[What the task requires]: An exact copy is needed of each line from the one including "Drop a marker on every instance of the red car, one" through the last line of the entries, both ends counted, with nothing added.

[Record set]:
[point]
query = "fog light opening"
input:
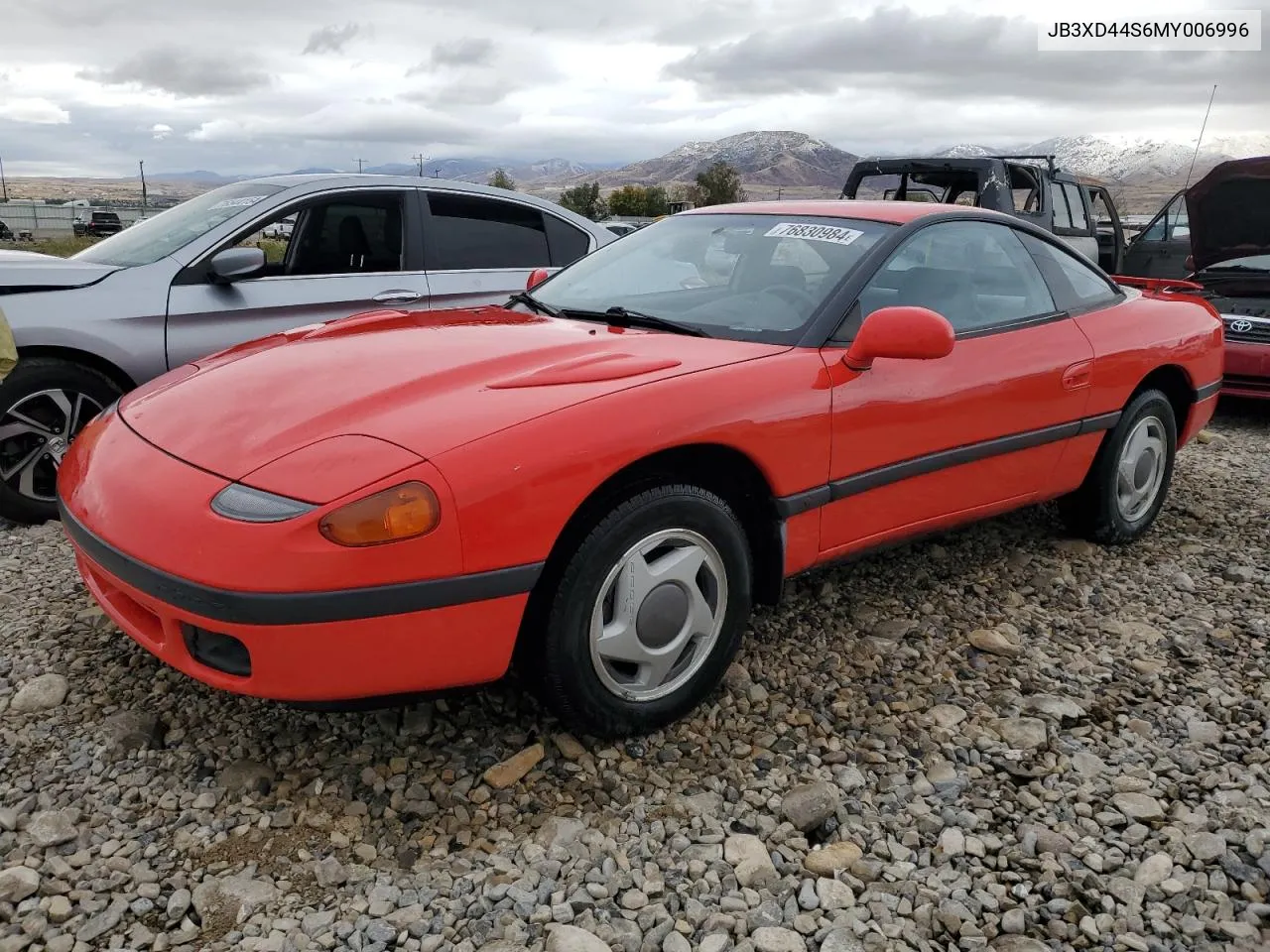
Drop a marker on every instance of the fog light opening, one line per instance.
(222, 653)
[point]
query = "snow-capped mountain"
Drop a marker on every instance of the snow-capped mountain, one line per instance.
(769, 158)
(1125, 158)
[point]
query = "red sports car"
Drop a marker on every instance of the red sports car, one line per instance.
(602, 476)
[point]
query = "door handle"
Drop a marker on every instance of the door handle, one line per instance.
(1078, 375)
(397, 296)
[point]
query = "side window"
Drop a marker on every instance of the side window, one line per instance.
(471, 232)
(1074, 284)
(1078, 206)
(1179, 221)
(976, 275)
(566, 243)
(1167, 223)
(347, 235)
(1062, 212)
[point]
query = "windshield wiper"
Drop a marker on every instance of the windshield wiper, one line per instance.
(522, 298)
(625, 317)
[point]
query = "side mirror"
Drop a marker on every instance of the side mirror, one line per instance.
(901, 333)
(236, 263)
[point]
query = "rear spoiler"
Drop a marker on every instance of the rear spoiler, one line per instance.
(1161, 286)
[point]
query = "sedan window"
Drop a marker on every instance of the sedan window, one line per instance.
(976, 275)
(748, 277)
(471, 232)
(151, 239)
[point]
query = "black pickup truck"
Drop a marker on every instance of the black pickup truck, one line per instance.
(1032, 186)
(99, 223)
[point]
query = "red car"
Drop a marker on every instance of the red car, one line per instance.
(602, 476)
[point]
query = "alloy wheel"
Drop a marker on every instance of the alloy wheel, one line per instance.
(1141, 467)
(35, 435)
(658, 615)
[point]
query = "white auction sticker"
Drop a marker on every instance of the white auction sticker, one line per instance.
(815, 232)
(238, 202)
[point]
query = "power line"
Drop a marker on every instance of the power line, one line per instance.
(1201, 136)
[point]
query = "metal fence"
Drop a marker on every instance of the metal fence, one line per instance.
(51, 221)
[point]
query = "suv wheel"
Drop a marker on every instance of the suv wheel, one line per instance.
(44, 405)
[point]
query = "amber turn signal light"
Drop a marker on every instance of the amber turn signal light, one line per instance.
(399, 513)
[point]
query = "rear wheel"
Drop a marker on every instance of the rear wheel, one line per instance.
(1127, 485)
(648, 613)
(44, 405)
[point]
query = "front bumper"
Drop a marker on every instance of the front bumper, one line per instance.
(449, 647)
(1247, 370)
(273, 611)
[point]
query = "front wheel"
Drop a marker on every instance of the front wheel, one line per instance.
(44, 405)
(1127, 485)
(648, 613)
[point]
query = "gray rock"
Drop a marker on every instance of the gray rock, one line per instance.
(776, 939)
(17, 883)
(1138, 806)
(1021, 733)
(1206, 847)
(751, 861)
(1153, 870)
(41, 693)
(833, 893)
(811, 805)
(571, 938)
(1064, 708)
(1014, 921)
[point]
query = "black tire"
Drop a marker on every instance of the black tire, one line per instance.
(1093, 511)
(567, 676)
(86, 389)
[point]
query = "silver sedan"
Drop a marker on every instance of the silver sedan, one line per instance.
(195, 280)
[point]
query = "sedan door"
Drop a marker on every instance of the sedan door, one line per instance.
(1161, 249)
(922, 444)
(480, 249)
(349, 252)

[Solution to the problem]:
Drop a marker on every instance of the red car, one line per instance.
(602, 476)
[point]
query = "alloy wheel"
Drop a marker on every instance of the alloy wheel, one line per instance.
(1141, 467)
(35, 435)
(658, 615)
[point]
query = "white auction sticker"
Drop a marker on every instance of the white auction sticker, one line per instance.
(815, 232)
(238, 202)
[point]
query = "power line"
Drop a marker on every instance of the power line, one line per instance.
(1201, 136)
[point]
query = "metal fence"
Drop a marker on every instance of the metal fence, one line per instance.
(51, 221)
[point]
query = "suv wheel"
Drop a marker on every instance of the suv wheel, one line per instance.
(44, 405)
[point]
query = "amber turn signal light"
Drop a marker on every instance of the amber turn signal light, one line per instance.
(399, 513)
[point]
query = "rear wheel"
Drop a marker on every instance of the rear wheel, one line per instance.
(1127, 485)
(648, 613)
(44, 405)
[point]
query = "front bumper"
Drop a marker on every instance of the front bumper, one line per instance.
(449, 647)
(1247, 370)
(273, 611)
[point]
query = "front wheel"
Drop a marker on every instance of the front wheel, one line per instance.
(44, 405)
(1127, 485)
(648, 613)
[point]
query = "gray rock"
Drop a marker on every instance of the gray rock, one line per instance.
(776, 939)
(17, 883)
(1138, 806)
(1021, 733)
(1206, 847)
(751, 861)
(1153, 870)
(41, 693)
(833, 893)
(811, 805)
(571, 938)
(1064, 708)
(1014, 921)
[point]
query = "black tire"
Drop a marker on every instance of the black tire, one line per instance.
(1093, 511)
(567, 676)
(86, 389)
[point]
query = "silver sedan"
Drop a marker on every instance of the silver sedan, one line per instance.
(195, 280)
[point]
query = "sedan door"
Drop a marker on every instance of the sedan door, one line per instance.
(1161, 249)
(922, 444)
(480, 249)
(349, 252)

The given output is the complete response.